## Given exercise:
Write out the full listing again, exactly as it stands.

[Extracted records]
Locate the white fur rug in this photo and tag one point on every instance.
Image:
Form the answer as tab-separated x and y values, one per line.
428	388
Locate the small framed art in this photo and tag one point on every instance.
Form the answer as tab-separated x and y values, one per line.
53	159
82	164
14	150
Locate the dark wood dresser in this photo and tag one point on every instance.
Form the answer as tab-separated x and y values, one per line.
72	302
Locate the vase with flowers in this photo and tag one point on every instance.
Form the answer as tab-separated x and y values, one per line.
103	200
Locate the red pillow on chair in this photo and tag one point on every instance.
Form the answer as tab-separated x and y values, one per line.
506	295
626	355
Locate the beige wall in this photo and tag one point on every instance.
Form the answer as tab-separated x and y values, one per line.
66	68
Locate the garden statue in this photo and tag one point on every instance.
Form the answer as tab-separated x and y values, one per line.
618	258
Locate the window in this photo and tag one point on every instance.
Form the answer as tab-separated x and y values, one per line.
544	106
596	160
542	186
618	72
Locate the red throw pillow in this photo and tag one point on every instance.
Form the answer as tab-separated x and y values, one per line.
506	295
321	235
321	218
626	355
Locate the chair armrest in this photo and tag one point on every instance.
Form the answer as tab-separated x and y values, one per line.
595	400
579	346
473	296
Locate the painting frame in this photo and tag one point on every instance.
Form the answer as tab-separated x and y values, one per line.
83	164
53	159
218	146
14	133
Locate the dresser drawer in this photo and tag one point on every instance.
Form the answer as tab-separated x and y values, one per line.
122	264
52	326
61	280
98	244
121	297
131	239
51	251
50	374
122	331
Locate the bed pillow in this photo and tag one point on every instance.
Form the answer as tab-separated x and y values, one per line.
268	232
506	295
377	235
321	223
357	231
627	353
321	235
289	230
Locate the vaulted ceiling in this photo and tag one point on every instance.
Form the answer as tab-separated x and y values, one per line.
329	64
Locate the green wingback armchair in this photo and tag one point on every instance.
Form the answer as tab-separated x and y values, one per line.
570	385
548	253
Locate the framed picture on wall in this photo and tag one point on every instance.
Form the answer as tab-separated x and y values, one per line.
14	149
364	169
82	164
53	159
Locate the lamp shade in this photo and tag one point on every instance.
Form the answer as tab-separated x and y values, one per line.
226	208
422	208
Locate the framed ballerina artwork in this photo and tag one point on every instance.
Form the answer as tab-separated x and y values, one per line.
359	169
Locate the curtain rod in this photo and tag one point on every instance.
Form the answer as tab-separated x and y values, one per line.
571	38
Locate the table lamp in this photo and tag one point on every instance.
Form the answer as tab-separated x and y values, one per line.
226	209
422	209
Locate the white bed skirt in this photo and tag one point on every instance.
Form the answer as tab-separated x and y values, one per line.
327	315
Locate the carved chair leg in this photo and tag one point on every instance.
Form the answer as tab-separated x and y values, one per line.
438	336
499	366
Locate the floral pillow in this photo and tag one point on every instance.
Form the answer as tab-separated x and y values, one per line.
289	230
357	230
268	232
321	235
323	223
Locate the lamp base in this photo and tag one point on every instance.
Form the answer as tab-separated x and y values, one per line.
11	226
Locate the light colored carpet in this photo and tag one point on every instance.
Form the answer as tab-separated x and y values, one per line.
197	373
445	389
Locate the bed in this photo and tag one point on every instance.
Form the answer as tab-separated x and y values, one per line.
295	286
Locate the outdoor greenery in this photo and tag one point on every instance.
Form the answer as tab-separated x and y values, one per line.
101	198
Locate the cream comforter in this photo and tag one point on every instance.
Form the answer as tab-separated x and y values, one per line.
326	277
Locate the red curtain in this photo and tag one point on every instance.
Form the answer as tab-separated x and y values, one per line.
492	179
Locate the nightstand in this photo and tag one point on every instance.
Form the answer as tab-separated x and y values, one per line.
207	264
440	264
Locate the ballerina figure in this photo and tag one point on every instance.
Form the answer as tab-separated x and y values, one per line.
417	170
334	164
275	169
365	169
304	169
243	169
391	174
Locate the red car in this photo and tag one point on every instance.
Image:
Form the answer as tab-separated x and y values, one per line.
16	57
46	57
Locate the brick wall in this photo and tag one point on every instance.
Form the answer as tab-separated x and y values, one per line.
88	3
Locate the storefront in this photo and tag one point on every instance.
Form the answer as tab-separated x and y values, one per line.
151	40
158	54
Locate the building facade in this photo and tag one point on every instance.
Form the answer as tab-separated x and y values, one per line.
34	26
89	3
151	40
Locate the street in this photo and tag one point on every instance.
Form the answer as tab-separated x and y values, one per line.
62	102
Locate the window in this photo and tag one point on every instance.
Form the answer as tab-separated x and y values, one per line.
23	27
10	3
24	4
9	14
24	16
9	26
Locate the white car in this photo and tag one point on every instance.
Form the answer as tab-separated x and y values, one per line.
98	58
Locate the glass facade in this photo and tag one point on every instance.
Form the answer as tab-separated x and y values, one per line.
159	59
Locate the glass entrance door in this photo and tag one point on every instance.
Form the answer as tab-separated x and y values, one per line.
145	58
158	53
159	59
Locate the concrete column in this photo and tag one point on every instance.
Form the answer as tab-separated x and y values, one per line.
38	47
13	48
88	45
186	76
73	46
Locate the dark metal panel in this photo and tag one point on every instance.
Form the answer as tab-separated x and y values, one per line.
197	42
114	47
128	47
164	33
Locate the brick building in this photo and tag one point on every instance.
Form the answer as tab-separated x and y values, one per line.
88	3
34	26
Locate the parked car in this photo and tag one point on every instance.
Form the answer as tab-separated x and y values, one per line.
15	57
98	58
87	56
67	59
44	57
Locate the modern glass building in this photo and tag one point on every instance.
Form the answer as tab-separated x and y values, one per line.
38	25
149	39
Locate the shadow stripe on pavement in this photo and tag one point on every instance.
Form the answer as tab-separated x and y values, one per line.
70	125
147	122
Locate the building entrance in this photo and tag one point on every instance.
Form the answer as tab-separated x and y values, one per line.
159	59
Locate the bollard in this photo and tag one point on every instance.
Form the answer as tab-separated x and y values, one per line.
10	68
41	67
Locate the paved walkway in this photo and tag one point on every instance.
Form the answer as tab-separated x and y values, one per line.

## The solution:
Locate the white fur rug in this photo and tag one point on every instance.
Image:
Form the answer as tab-separated x and y values, one per line.
428	388
Locate the small framed art in this photo and tag one point on every instance.
Form the answer as tab-separated x and y values, one per line.
53	159
82	164
14	150
Locate the dark wood dresser in this photo and tag one point on every instance.
Form the answer as tab-separated x and y values, one per line.
72	302
Locate the vase with flowers in this photo and tag one point on every instance.
Form the answer as tab-separated x and y values, one per line.
103	200
Locate the red pillow on chair in this photo and tag one point on every instance.
Form the answer as tab-separated x and y values, one per line.
506	295
626	355
Locate the beige wall in this photo and tag one point on every instance.
Form the answer as tab-separated x and y values, one per line.
66	68
Locate the garden statue in this photo and tag one point on every instance.
Form the answer as tab-separated x and y values, one per line.
618	258
Locate the window in this photo and tag one point on every instance.
Form the answer as tab-separated x and y values, one per line.
544	106
596	160
542	186
618	72
Locate the red throw pillow in this photo and tag one point on every instance.
Form the answer as tab-separated x and y values, one per line.
506	295
321	235
321	218
626	355
Locate the chair armrest in this photo and tag one point on every instance.
Form the answer as tab-separated x and y values, one per line.
595	400
579	346
473	296
Locate the painting frame in this photo and tag one point on every instance.
Form the answer as tab-separated x and y values, one per line.
83	164
53	159
218	146
14	133
Locate the dresser drawer in this photo and tag one point on every instance.
Form the answer as tab-separated x and y values, one per line.
122	264
52	326
61	280
98	244
121	297
131	239
51	251
50	374
122	331
Locate the bed pillow in this photo and tag one point on every instance.
Form the answer as tab-separated x and y values, one per line.
268	232
506	295
377	235
321	223
357	231
627	353
321	235
289	230
Locate the vaulted ceiling in this photo and tag one point on every instance.
Form the answer as tab-separated x and y values, one per line.
329	64
Locate the green wingback armchair in this photo and tag one point on every instance.
Form the answer as tab-separated x and y values, one per line.
570	385
548	253
Locate the framed picture on wall in this photo and tag one point on every instance.
Form the answer as tab-separated x and y values, one per line.
14	149
364	169
82	164
53	159
Locate the lamp shade in this photo and tag one point on every instance.
Form the answer as tab-separated x and y values, one per line.
226	208
422	208
Locate the framed ballerina artwork in this photo and tag one point on every instance.
Form the answer as tab-separated x and y values, one per line.
359	169
Locate the curtain rod in this photo and tag one point on every instance.
Form the answer as tab-separated x and y values, one per line.
571	38
Locate the table lamp in this photo and tag one point on every instance.
Form the answer as tab-separated x and y values, one per line.
226	209
422	209
Locate the white bed skirt in this photo and tag one point on every instance.
Form the answer as tab-separated x and y values, one per line.
327	315
Locate the carved chair leg in this photo and tag one point on every instance.
Form the answer as tab-separated x and y values, one per line.
438	336
499	366
Locate the floral pillow in this photo and tag one point on every instance.
Form the answer as tab-separated x and y values, one per line.
289	230
357	230
268	232
321	235
323	223
Locate the lamp base in this photo and tag one point on every instance.
Form the answer as tab-separated x and y values, one per line.
11	226
Locate the light colored carpet in this photo and tag one point on every instance.
Form the answer as tab-separated x and y values, one per line.
197	373
445	389
Locate the bed in this photo and tag one point on every instance.
Form the answer as tab-separated x and y values, one per line.
295	286
Locate the outdoor greenery in this photo and tag one point on every instance.
Form the answer as tab-separated x and y values, one per line.
101	198
Locate the cream comforter in this photo and tag one point on every instance.
Form the answer as tab-separated x and y values, one per line.
326	277
Locate the red curtain in this photo and tag one point on every instance.
Form the answer as tab-separated x and y values, one per line.
492	179
Locate the nightstand in this photo and tag one point on every instance.
Form the answer as tab-separated x and y values, one per line.
207	264
440	264
Locate the ballerina figure in this photo and tag one point on every instance.
Form the answer as tab-separated x and y values, one per line.
417	170
334	164
275	169
365	169
304	169
243	169
391	174
Locate the red car in this photo and tag one point on every instance.
Image:
Form the answer as tab-separated x and y values, one per line.
16	57
46	57
Locate the brick wall in this photo and tag one point on every instance.
Form the answer as tab-separated x and y values, one per line.
88	3
Locate the storefront in this photo and tag one point on every instance.
Form the answer as tab-separated x and y values, one per line.
151	40
158	54
Locate the building facade in this photo and tag one point on every instance.
Form the answer as tab-separated x and y values, one per line.
34	26
89	3
151	40
Locate the street in this photo and tag one point on every instance.
Form the answer as tab-separated x and y values, one per line.
62	102
Locate the window in this photo and tag one point on every instance.
Form the answer as tab-separated x and y values, one per line.
23	27
10	3
24	4
9	14
24	16
9	26
Locate the white car in this photo and tag one point on every instance.
Form the answer as tab-separated x and y values, one per line.
98	58
Locate the glass facade in this photo and tag one point on every instance.
Form the answer as tab-separated x and y values, one per line.
159	59
Locate the glass entrance door in this photo and tag one point on every instance.
Form the answer as tab-separated x and y values, one per line.
145	58
158	53
159	59
Locate the concrete column in this photo and tag one point on every instance.
Form the answer as tab-separated x and y values, one per line.
38	47
13	48
88	45
186	76
73	46
Locate the dark metal panel in this photo and tag one point on every instance.
Form the answer as tab-separated x and y values, one per line.
197	42
114	47
128	47
164	33
Locate the brick building in this photo and tag one point on every instance.
Form the answer as tab-separated x and y values, one per line.
88	3
34	26
Locate the parked car in this photo and tag one point on every instance.
Form the answer as tab-separated x and y values, one per line.
15	57
98	58
87	56
67	59
44	57
Locate the modern glass building in this photo and tag one point on every instance.
Form the answer as tab-separated x and y values, one per line.
38	25
149	39
Locate the shadow stripe on pavement in this photo and tag one point on every instance.
Form the answer as tab-separated x and y values, one per line.
70	125
147	122
Locate the building entrance in this photo and tag one point on every instance.
Form the answer as tab-separated x and y values, one per line.
159	59
Locate the bollard in this photo and tag one point on every instance.
Form the answer as tab-separated x and y values, one per line.
10	68
41	67
Locate the paved walkway in this photo and tag one point on every instance.
Form the answer as tab-separated x and y values, one per line.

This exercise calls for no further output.